§ WHAT TO WORK ON
Output every line exactly as written. Leave out pictures.

Location labeling records:
— START —

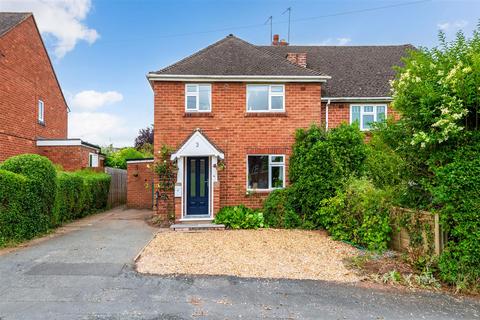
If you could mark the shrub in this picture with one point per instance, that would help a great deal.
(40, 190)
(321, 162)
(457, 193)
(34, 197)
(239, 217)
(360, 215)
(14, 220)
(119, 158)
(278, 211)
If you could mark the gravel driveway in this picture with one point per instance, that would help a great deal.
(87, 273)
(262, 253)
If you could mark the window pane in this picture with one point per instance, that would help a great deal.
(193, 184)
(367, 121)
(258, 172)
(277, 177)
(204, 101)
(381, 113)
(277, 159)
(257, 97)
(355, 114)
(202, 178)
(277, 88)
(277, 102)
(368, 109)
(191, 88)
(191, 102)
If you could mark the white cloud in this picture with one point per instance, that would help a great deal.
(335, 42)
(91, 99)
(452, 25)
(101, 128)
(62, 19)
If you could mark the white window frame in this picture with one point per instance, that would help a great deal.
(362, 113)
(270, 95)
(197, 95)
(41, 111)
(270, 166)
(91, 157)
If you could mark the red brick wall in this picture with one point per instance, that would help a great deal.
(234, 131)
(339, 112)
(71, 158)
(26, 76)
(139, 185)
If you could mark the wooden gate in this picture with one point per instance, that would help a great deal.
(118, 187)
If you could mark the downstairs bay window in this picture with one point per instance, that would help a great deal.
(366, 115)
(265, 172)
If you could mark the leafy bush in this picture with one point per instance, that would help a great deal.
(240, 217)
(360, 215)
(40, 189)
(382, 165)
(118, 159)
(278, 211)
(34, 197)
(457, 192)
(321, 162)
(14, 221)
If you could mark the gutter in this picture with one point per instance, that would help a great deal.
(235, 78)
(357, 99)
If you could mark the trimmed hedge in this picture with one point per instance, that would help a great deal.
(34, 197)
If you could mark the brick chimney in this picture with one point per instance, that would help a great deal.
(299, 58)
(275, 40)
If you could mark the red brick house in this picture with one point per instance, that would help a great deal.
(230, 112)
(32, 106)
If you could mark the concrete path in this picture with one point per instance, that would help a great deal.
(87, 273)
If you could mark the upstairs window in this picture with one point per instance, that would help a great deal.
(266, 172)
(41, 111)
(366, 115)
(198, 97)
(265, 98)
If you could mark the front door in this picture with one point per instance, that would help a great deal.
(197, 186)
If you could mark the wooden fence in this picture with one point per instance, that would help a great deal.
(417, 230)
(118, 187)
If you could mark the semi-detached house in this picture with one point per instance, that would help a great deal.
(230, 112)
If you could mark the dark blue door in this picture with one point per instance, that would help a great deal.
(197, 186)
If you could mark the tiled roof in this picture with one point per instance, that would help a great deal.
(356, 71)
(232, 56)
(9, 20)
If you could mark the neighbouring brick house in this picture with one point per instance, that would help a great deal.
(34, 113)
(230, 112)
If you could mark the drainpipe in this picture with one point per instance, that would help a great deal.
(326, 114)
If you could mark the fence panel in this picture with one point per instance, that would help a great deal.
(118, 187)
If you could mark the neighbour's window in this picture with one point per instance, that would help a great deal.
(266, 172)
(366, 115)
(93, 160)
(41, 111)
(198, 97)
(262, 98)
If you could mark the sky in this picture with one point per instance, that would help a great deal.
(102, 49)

— END —

§ RESULT OF THIS TASK
If you could mark the shrub in this picture with one point per instance, that would help a great deal.
(40, 190)
(321, 162)
(457, 193)
(34, 197)
(239, 217)
(360, 215)
(14, 220)
(119, 158)
(278, 211)
If you could mark the gravel driveway in this picture with one point per instance, that would help a great deal.
(87, 273)
(262, 253)
If you could mark the window pane in this picture with one point per instance, that would help a great deal.
(193, 184)
(367, 121)
(258, 172)
(277, 177)
(204, 101)
(381, 113)
(277, 159)
(257, 97)
(355, 114)
(202, 178)
(277, 88)
(277, 102)
(368, 109)
(191, 88)
(191, 102)
If you could mark the white cloud in this picture with one point per instance, that would help a great deal.
(335, 42)
(91, 99)
(452, 25)
(101, 128)
(62, 19)
If you could mark the white window frame in this picture with one point per instance, that would help a great deal.
(362, 113)
(270, 95)
(197, 95)
(41, 111)
(270, 166)
(91, 157)
If you could mark the red brick wall in this picture with one point per instance, that would help a great deal.
(234, 131)
(339, 112)
(71, 158)
(26, 76)
(139, 185)
If you could mark the wooden gate in this picture with one point per instance, that would help a great deal.
(118, 187)
If you could mark the downstairs bay window in this picture with one point per instance, that would help a great deal.
(366, 115)
(265, 172)
If you could mark the leafy bush in this picture with one point per instance, that would help a great deal.
(240, 217)
(360, 215)
(40, 189)
(382, 165)
(118, 159)
(278, 211)
(34, 197)
(457, 192)
(321, 162)
(14, 221)
If you could mark the gutter in this picture with one point per instance, that would help a great deal.
(235, 78)
(357, 99)
If you could mark the trimmed hedge in this picture with one point per instance, that would help a great deal.
(34, 197)
If you could mark the brick chimney in this picture with one point per instance, that would help a great deal.
(299, 58)
(275, 40)
If you could mark the red brick house in this picture with one point per instance, that would help a great deal.
(230, 112)
(32, 106)
If you could mark the concrete path in this picture with one point per instance, that would help a great deal.
(87, 273)
If you could mark the upstairs window in this picture with one point per instance, that would help a great deal.
(266, 172)
(41, 111)
(366, 115)
(198, 97)
(265, 98)
If you could mark the front door in this picture with one point per instance, that would help a great deal.
(197, 186)
If you could mark the wooden fence in this picture with one point per instance, that would help a great deal.
(417, 230)
(118, 187)
If you could mark the semi-detached house in this picture with one point per instance, that would help a great deal.
(230, 112)
If you could mark the dark blue door in this picture with one point per instance, that would help a great deal.
(197, 186)
If you could mark the tiled roof in this picture with one point per instance, that would help a great deal.
(356, 71)
(232, 56)
(9, 20)
If you could mark the neighbouring brick house in this picture with one point per instance, that would help a great deal.
(34, 113)
(230, 112)
If you could mark the drainpipe in this picture with one point per instance, that would help a great deal.
(326, 114)
If you could mark the fence panel in this picture with one point per instance, that would help a great deal.
(118, 187)
If you could mark the neighbour's window in this picture with one point per instance, that would help a great deal.
(266, 172)
(366, 115)
(93, 160)
(41, 111)
(198, 97)
(262, 98)
If you could mark the sky in this picture with one point per instance, that would help a great deal.
(102, 49)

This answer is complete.